[EXTRACT]
What does it take to become an Olympic champion?
There are a select few who can tell you. But, if you are looking for a British athlete who has held all four major track and field titles simultaneously and set a world record, it’s a pretty exclusive club.
Sally Gunnell won the 400m hurdles title at the Barcelona 1992 Olympic Games. “I don’t really remember much of the race. I just went into auto-pilot,” she says.
A year later, she won the Stuttgart 1993 World Championships in 52.74 seconds, which was the fastest clocking ever recorded at the time. She remains the British record holder and the only female athlete in the aforementioned club which also includes Daley Thompson and Jonathan Edwards.
Three decades on from that invincible period in her life – which also included winning five Commonwealth titles with England – Sally reflects that it took time to build the character and mental strength that was needed.
“All of those early days were very scary, very daunting. I didn’t do particularly well,” says Sally, who believes the fun, sociable club environment at Essex Ladies played a key part in keeping her in the sport.
[/EXTRACT]
== TASKS TO CARRY OUT ==
**A)** Name every athlete mentioned by name in the article about Sally Gunnell.
**B)** Carry on the article about Sally Gunnell from its last sentence.
[DATA LISTING]
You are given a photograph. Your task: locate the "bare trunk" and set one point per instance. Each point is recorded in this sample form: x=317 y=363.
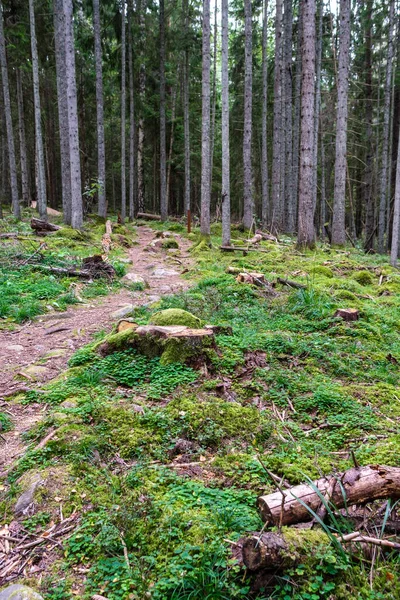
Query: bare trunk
[/DATA LISTING]
[DATA LISTING]
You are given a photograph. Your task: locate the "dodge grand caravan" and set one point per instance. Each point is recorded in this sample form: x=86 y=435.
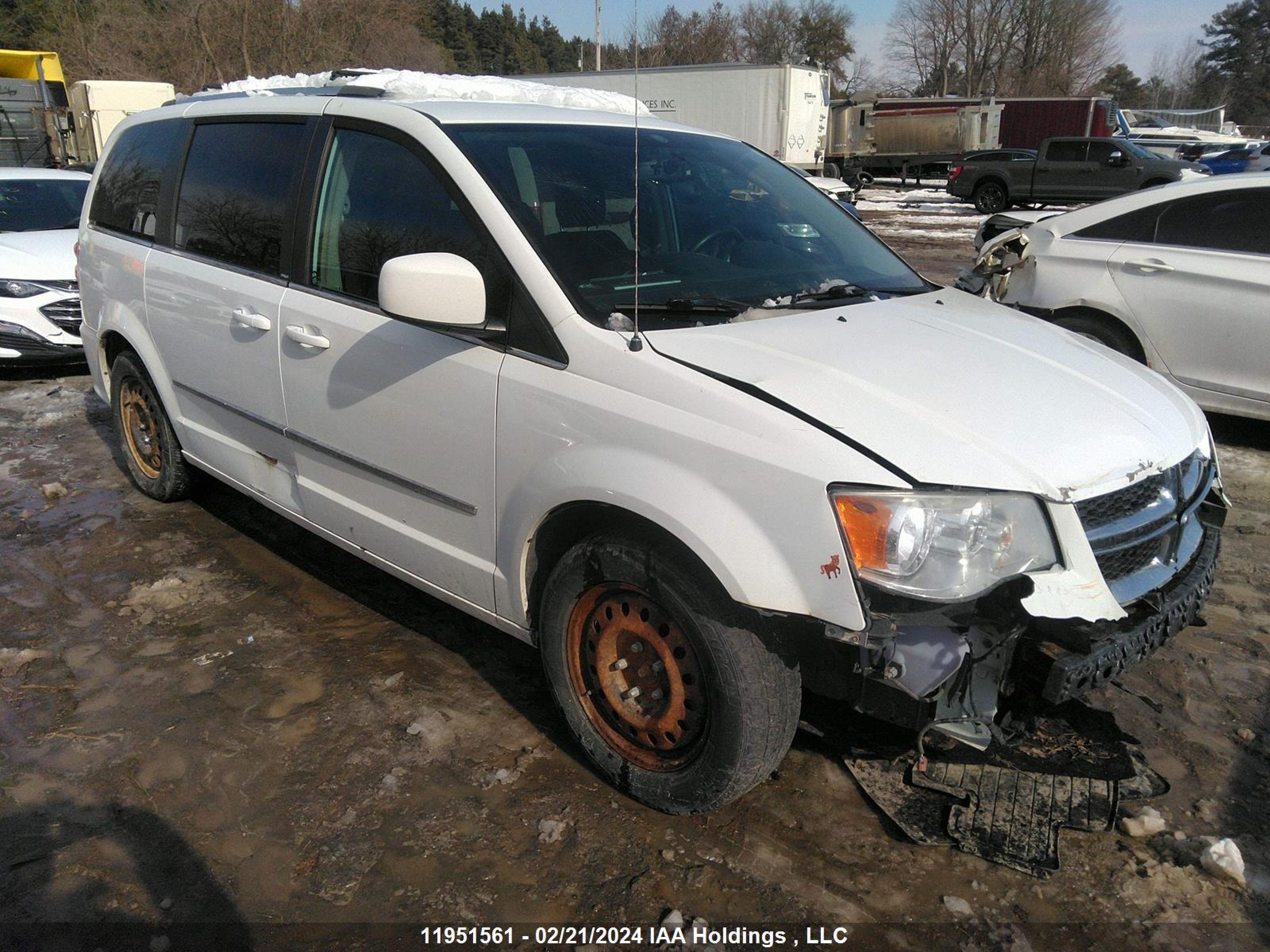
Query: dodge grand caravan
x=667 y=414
[/DATA LISTING]
== ACTIVITY ANSWERS ==
**A)** Sally Gunnell, Daley Thompson, Jonathan Edwards

**B)**
“I was sort of overwhelmed by the magnitude of some of these big championships. I was definitely not the most positive of juniors by any means. Probably not the most talented at that sort of age, but I look back now and I learnt so much.”
One of the things she says she learnt was to love the pressure. “The more pressure that was on, the better I performed,” Sally reckons.
“The difference from coming fifth in an Olympics in Seoul (1988) to winning or getting medals at that high level is all around the mindset. In a lot of those early days, I used to sit on my bed the night before and I might think about my race. But the difference was I would think about it – before Barcelona – probably 12 months before.”
Video: Sally Gunnell wins 400m Hurdles Gold – Barcelona 1992 Olympics. Watch on YouTube.
Whether an interview or an exam or any stage performance, it’s often good advice to imagine it all going well. Sally tried to visualise herself crossing the line first and imagine what that would feel and look like. But naturally, the final of the greatest sporting event was a little different.
“It was probably the longest day of my whole life,” Sally recalls. “I didn’t sleep particularly well, which is normal, then I just tried to chill and read. I remember thinking ‘I just want this day over and done with’. There was no aspect in there that was like ‘I can’t wait’ or ‘bring it on’.”
Winning was infectious for this wonderful generation of British talent. With Linford Christie having already won his gold medal in the 100m by the time that Sally lined up in the hurdles, she was fired up and determined.
“There was always a part of you that was like ‘if he can do it then I can’, I didn’t want him to have all the glory almost,” she jokes. “I had nothing else I could change. I think that’s a positive place to be. I’d eaten well, I’d trained well, I’d raced up to it and knew what I had to do.”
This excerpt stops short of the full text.